→ **Given instruction**
Please recast the listing from the line containing "Could you please spot the white" through its final line, both included, as a Markdown table with the columns No. and Line. Number each row under No., put the line's text under Line, and leave out blank lines.

Records excerpted from a collection:
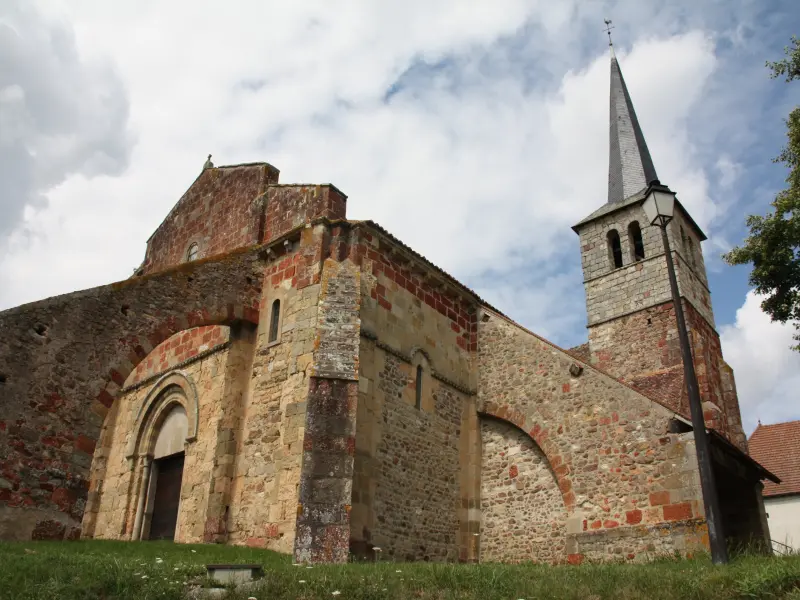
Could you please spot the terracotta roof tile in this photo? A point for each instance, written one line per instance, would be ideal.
(777, 447)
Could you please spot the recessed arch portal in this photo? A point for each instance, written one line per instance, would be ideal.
(175, 388)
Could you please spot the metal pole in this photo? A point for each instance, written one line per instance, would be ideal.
(716, 536)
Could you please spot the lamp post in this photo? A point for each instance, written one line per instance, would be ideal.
(659, 206)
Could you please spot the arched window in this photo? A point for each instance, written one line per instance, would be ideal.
(273, 321)
(635, 237)
(418, 401)
(614, 249)
(691, 253)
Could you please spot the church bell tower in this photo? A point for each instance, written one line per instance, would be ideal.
(631, 321)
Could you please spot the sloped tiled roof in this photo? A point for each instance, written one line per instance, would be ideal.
(777, 447)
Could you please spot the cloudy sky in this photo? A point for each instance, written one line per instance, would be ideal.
(475, 131)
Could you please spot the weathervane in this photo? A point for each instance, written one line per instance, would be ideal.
(608, 29)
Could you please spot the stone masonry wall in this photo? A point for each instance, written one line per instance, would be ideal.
(267, 468)
(221, 211)
(289, 206)
(177, 349)
(609, 447)
(120, 492)
(324, 499)
(63, 361)
(524, 517)
(406, 486)
(650, 360)
(409, 496)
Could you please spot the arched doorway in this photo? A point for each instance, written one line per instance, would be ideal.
(167, 474)
(167, 420)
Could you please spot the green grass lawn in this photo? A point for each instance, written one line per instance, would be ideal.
(150, 570)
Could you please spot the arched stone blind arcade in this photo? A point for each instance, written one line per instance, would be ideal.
(614, 249)
(636, 242)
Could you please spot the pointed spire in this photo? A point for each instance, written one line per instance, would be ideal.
(630, 167)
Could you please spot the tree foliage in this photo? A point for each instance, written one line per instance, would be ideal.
(773, 245)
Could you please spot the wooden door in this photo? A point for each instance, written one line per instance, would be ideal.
(167, 497)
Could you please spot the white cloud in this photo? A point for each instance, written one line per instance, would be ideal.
(473, 161)
(60, 115)
(493, 142)
(767, 371)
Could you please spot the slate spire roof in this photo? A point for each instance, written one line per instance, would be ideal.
(630, 167)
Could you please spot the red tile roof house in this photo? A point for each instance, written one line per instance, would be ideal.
(777, 447)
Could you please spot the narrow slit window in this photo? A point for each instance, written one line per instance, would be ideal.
(614, 249)
(273, 322)
(419, 387)
(637, 245)
(691, 253)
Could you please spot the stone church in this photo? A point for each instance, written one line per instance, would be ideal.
(279, 376)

→ **Output of the exercise**
| No. | Line |
|---|---|
| 1 | Could you please spot the white cloud in this photo? A point for each instance, written one line per instance, would be ideal. |
| 2 | (473, 161) |
| 3 | (60, 115) |
| 4 | (493, 142) |
| 5 | (767, 371) |
| 6 | Could you please spot the slate spire roof in this photo? A point for each instance, written one line per instance, would be ideal. |
| 7 | (630, 167) |
| 8 | Could you please spot the red tile roof house in this photo? A point for each instance, written one line per instance, would be ideal. |
| 9 | (777, 447) |
| 10 | Could you please spot the narrow slit window in this photo? A point for each instance, written one line per instance, would be ideal. |
| 11 | (614, 249) |
| 12 | (273, 322) |
| 13 | (419, 387) |
| 14 | (637, 245) |
| 15 | (691, 253) |
| 16 | Could you please spot the stone church in this photo? A point for each instance, written one line per instance, would be ideal. |
| 17 | (279, 376) |